## What the task requires:
Copy the data that follows, character for character, minus the pictures.

## Data:
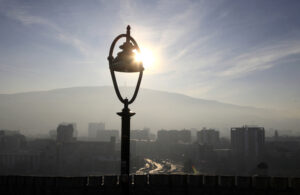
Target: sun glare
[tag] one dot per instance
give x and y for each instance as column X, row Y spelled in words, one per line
column 146, row 56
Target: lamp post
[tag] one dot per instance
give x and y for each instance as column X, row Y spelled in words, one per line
column 125, row 62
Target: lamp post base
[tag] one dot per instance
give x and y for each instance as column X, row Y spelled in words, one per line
column 125, row 147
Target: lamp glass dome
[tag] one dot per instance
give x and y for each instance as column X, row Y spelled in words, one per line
column 125, row 60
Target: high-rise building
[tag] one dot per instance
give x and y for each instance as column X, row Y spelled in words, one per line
column 208, row 137
column 140, row 134
column 94, row 128
column 106, row 135
column 247, row 141
column 174, row 136
column 65, row 133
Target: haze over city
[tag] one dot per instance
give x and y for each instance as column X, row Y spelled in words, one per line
column 243, row 53
column 149, row 97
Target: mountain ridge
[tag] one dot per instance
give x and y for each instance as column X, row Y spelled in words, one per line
column 40, row 111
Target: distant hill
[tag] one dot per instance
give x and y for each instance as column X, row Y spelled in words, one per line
column 38, row 112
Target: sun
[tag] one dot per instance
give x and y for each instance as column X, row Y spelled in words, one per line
column 146, row 56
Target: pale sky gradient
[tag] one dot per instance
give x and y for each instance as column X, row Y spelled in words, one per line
column 240, row 52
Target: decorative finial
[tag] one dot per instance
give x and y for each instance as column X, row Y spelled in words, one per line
column 128, row 34
column 128, row 29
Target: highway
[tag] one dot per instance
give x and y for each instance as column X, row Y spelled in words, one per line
column 160, row 167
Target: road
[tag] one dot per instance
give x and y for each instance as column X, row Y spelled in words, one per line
column 160, row 167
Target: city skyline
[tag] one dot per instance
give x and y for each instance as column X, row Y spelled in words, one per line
column 244, row 53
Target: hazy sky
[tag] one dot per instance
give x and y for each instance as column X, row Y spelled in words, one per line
column 240, row 52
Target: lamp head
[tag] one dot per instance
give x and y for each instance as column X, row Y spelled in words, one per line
column 125, row 60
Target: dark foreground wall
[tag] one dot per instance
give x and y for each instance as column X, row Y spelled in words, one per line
column 150, row 184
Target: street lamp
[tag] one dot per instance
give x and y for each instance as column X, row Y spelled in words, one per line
column 125, row 62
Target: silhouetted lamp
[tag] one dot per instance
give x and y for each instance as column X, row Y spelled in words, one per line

## Written response:
Target: sun glare
[tag] one dot per instance
give x and y for each instance as column X, row Y spelled in words, one per line
column 146, row 56
Target: lamp post
[tag] one dot per instance
give x and y for each instance as column X, row Y spelled in words, one per line
column 125, row 62
Target: lamp post base
[tag] one dot per instance
give x and y for each instance as column X, row Y spelled in words, one per line
column 125, row 147
Target: lamp glass dome
[tag] one dot per instance
give x and y for each instance as column X, row Y spelled in words, one per line
column 125, row 60
Target: high-rise building
[tag] one dot per instance
give x and y for each instance as column X, row Y spelled in words, one per line
column 208, row 137
column 140, row 134
column 94, row 128
column 106, row 135
column 247, row 141
column 174, row 136
column 65, row 133
Target: haze over city
[tag] one dot per instance
give x and y for each instance as column X, row Y spelled in words, one per line
column 243, row 53
column 149, row 97
Target: mountain ridge
[tag] one dot per instance
give x and y for each instance as column X, row Y spelled in words, one per line
column 40, row 111
Target: distant hill
[tag] one dot per instance
give x and y for each instance as column X, row Y spelled in words, one per line
column 38, row 112
Target: sun
[tag] one dot per instance
give x and y for each instance as column X, row Y spelled in words, one per line
column 146, row 56
Target: pale sky gradient
[tag] one dot per instance
give x and y for each instance as column X, row Y spelled in words, one per line
column 240, row 52
Target: decorative finial
[tag] one dot per instance
give x and y for each instance as column X, row Y spelled in words, one per line
column 128, row 34
column 128, row 29
Target: highway
[tag] one dot per instance
give x and y for each instance as column X, row Y spelled in words, one per line
column 160, row 167
Target: road
[tag] one dot per instance
give x and y for each instance as column X, row Y spelled in words, one per line
column 160, row 167
Target: city skyline
[tag] one dot per instance
give x and y for each instance as column X, row Y spelled in words, one per line
column 244, row 53
Target: hazy sky
[tag] one dot per instance
give x and y for each instance as column X, row Y spelled in words, one per line
column 240, row 52
Target: lamp head
[tag] one dot per instance
give x and y for each instance as column X, row Y spelled in words, one per line
column 125, row 60
Target: dark foreground wall
[tag] one dot per instance
give x and y for each instance as column X, row Y spelled in words, one per line
column 150, row 184
Target: street lamp
[tag] one dot per instance
give x and y for each instance as column X, row Y spelled in words, one per line
column 125, row 62
Target: silhouetted lamp
[tag] one dot per instance
give x and y for each instance as column X, row Y spelled in words, one per line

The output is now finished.